Short problem
Put every line of the data below into a Markdown table with the columns "Row" and "Data line," numbering each row and leaving out blank lines.

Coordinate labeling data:
_ _ _ _ _ _ _

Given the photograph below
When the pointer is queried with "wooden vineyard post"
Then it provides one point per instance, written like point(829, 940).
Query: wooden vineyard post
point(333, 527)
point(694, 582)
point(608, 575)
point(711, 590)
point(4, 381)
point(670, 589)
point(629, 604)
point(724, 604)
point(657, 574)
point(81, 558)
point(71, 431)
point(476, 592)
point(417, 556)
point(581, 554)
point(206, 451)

_ _ _ _ _ _ _

Final result
| Row | Data line |
|---|---|
| 1 | Given the photograph below |
| 2 | When the pointer is queried with "wooden vineyard post" |
| 3 | Then it provides one point per instance, written like point(829, 940). |
| 4 | Query: wooden vineyard post |
| 5 | point(333, 527) |
| 6 | point(694, 582) |
| 7 | point(608, 575) |
| 8 | point(711, 590) |
| 9 | point(4, 381) |
| 10 | point(670, 589) |
| 11 | point(629, 604) |
| 12 | point(724, 604) |
| 13 | point(657, 574) |
| 14 | point(81, 558) |
| 15 | point(71, 431) |
| 16 | point(476, 592) |
| 17 | point(417, 556) |
| 18 | point(581, 554) |
| 19 | point(206, 451) |